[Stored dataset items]
start
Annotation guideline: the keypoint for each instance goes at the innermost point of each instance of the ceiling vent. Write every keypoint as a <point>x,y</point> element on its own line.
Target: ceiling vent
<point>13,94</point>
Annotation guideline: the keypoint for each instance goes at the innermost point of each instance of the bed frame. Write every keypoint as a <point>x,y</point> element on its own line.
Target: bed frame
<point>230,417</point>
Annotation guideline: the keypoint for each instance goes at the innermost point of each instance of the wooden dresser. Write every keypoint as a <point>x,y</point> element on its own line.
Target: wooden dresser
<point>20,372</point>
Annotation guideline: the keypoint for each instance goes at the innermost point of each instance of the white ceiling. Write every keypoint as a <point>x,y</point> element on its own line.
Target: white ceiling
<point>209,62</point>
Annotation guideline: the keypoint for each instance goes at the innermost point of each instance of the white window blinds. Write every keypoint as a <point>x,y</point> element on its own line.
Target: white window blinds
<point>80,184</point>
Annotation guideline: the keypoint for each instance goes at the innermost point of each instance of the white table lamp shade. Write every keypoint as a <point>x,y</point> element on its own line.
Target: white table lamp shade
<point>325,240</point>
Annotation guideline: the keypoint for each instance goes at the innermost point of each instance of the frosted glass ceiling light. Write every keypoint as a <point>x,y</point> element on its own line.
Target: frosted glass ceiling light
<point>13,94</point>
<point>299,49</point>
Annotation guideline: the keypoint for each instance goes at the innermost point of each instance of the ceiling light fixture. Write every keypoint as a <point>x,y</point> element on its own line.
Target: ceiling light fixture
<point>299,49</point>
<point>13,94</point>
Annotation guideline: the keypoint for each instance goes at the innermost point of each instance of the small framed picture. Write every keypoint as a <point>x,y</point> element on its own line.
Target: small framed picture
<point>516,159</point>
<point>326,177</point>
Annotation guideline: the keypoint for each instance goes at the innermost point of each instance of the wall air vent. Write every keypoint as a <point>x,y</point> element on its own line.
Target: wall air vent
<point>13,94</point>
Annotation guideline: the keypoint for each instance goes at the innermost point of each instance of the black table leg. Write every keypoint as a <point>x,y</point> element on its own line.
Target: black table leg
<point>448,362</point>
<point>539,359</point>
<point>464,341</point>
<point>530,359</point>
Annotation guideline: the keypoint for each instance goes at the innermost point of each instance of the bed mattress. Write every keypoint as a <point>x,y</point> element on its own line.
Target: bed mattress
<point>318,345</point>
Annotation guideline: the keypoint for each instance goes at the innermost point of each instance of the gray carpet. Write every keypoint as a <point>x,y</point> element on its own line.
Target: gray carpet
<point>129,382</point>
end
#### Written exercise
Copy each of the items above word for word, keeping every line unchanged and in its original order.

#### Answer to this exercise
Annotation guideline: the keypoint for each instance goes at the innermost point of each instance of the ceiling vent. Write every keypoint as a <point>x,y</point> element on its own line.
Target: ceiling vent
<point>13,94</point>
Annotation guideline: the keypoint for each instance goes at the innermost point of each instance of the bed frame. Write every keypoint as a <point>x,y</point> element on its own line.
Target: bed frame
<point>230,417</point>
Annotation guideline: the keypoint for each instance goes at the innermost point of each instance of the wooden dresser. Write every keypoint as a <point>x,y</point> element on its own line.
Target: wooden dresser
<point>20,372</point>
Annotation guideline: the keypoint for each instance goes at the innermost point of each instance of the white ceiling. Write every keypoint as a <point>x,y</point> element on its own line.
Target: white ceiling
<point>209,62</point>
Annotation guideline: the keypoint for each instance goes at the innermost point of each instance of the white window blinds. Write every keypoint as a <point>x,y</point> element on its own line.
Target: white window blinds
<point>80,184</point>
Annotation guideline: the keypoint for each instance goes at the innermost point of each instance of the white table lamp shade. Write every keypoint as a <point>x,y</point> element on its own line.
Target: white table lamp shade
<point>325,240</point>
Annotation guideline: the keypoint for each instance goes at the innermost point of each instance of the frosted glass ceiling light. Write every keypoint as a <point>x,y</point> element on its own line.
Target: frosted glass ceiling light
<point>13,94</point>
<point>299,49</point>
Annotation guideline: the keypoint for each instance goes at the innermost point of each instance of the ceiling light fixture. Write every keypoint as a <point>x,y</point> element on its own line.
Target: ceiling light fixture
<point>299,49</point>
<point>13,94</point>
Annotation guideline: the keypoint for each instance goes at the innermost point of each instance of the small framed picture. Write every keypoint as a <point>x,y</point> element on its own line.
Target: small framed picture
<point>516,159</point>
<point>326,177</point>
Annotation guideline: the keypoint for each instance goes at the innermost point of each instance of the wall air vent. Write every keypoint as a <point>x,y</point> element on its own line.
Target: wall air vent
<point>13,94</point>
Annotation guideline: the keypoint for each instance goes at the innermost point of each instance of the black table leg. Write every keypoint as a <point>x,y</point> element on its own line.
Target: black table leg
<point>448,362</point>
<point>539,359</point>
<point>464,341</point>
<point>530,359</point>
Annotation guideline: the keypoint for each instance goes at the innermost point of each instance of the bed mattress. Write every keypoint as a <point>x,y</point> element on its own line.
Target: bed mattress
<point>318,345</point>
Annotation guideline: the keypoint for each instance goes at the innermost point of each instance of the gray carpet. Write every keypoint as a <point>x,y</point> element on its own line.
Target: gray carpet
<point>129,382</point>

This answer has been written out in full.